Natural language region descriptions:
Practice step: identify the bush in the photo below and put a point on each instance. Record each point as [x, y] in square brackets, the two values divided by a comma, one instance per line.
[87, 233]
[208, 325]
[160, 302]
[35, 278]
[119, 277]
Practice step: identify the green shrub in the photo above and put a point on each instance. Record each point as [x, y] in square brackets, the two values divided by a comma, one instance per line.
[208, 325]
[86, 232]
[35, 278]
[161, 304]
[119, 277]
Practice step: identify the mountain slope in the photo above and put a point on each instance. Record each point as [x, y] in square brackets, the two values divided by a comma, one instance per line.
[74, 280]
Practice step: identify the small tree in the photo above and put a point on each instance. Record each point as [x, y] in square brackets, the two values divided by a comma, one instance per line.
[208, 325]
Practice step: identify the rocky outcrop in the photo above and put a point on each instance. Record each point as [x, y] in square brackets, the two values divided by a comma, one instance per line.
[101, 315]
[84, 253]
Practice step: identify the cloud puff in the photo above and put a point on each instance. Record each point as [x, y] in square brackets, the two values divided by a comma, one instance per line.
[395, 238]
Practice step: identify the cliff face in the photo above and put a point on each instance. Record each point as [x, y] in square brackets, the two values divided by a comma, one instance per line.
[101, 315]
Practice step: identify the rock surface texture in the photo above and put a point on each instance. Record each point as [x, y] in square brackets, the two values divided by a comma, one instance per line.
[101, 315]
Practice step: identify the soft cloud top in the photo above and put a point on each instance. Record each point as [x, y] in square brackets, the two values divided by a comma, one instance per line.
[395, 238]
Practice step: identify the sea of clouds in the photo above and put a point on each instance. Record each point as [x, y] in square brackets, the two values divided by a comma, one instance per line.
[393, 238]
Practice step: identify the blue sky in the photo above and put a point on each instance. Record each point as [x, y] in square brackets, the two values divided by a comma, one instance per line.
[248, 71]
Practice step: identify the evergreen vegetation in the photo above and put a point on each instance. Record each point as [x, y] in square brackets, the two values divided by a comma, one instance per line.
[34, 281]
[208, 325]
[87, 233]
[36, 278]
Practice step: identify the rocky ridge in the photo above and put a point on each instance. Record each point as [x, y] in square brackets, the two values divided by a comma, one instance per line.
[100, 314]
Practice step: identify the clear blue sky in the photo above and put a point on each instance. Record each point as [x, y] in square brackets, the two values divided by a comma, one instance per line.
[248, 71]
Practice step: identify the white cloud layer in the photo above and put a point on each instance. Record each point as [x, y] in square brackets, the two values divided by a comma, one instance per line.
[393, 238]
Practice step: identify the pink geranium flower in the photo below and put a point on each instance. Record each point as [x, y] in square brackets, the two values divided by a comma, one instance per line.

» **ASSIGNMENT**
Would you please write out the entries again exactly?

» **TASK SOLUTION**
Practice step: identify the bush in the photo below and put a point on each instance. Record each point as [x, y] in square brackets, the two values divided by a comma, one instance per line.
[87, 233]
[208, 325]
[160, 302]
[35, 278]
[119, 277]
Practice step: identify the green shrub in the photo above and put a point on each instance. Record each point as [x, y] in square brackets, the two values divided by a comma, one instance per line.
[208, 325]
[86, 232]
[35, 278]
[161, 304]
[119, 277]
Practice step: identify the mountain slope in the photo above and put a point on each instance. Record each point as [x, y] in square brackets, the two values divided by a comma, one instance per line.
[74, 280]
Practice step: identify the small tree in the photo above and put a point on each instance. Record each point as [x, y] in square brackets, the two values divided by a comma, one instance per line.
[208, 325]
Practice step: identify the rocky outcrop in the photo above and put a point on each instance. Record each point as [x, y] in square brackets, the two values divided by a comma, one instance per line.
[101, 315]
[84, 253]
Practice step: identify the cloud puff in the photo above and put a point on each instance. Record each point as [x, y] in square brackets, the two values divided by a comma, one instance per line.
[395, 238]
Practice step: identify the cliff face in the photo above and put a point on each instance. Record each point as [x, y] in square brackets, the two values divided by a comma, one instance per line.
[101, 315]
Practice step: identify the rock surface texture in the photo above and put a point on each instance. Record each point as [x, y] in square brackets, the two values divided by a comma, one instance per line.
[101, 315]
Practice step: identify the soft cloud top in the photo above and put a point on each instance. Record each point as [x, y] in square brackets, the two values divided by a comma, one instance per line.
[395, 238]
Practice step: identify the sea of clouds in the photo above and put a point on each instance. Record each point as [x, y] in square brackets, the two values divided by a comma, one instance per line.
[393, 238]
Practice step: identify the blue sky in the photo above and put a point on each instance. Record each point as [x, y] in square brackets, the two values divided by a comma, one instance per line.
[248, 71]
Practice step: identify the evergreen vegetation in the photo above and put a point on each instance. Record each point as [x, y] in square brackets, the two values divided by a comma, one instance per line.
[34, 281]
[208, 325]
[87, 233]
[36, 278]
Practice step: identify the rocky ridge in the photo above and put a point on each instance. Record each point as [x, y] in square brackets, the two values divided by a comma, one instance per line.
[100, 314]
Practice step: identify the clear blue sky in the photo above and put a point on each instance. Record each point as [x, y] in square brackets, the two values divided by a comma, one instance per line.
[248, 71]
Practice step: identify the white cloud layer in the photo above and put a point on each instance. Record each point as [x, y] in square brackets, the two values divided by a comma, one instance per line.
[393, 238]
Practice step: identify the pink geranium flower in the photo below and put a point on each instance. Record each point as [x, y] in square brackets, the two values divided by a comma, one instance per line.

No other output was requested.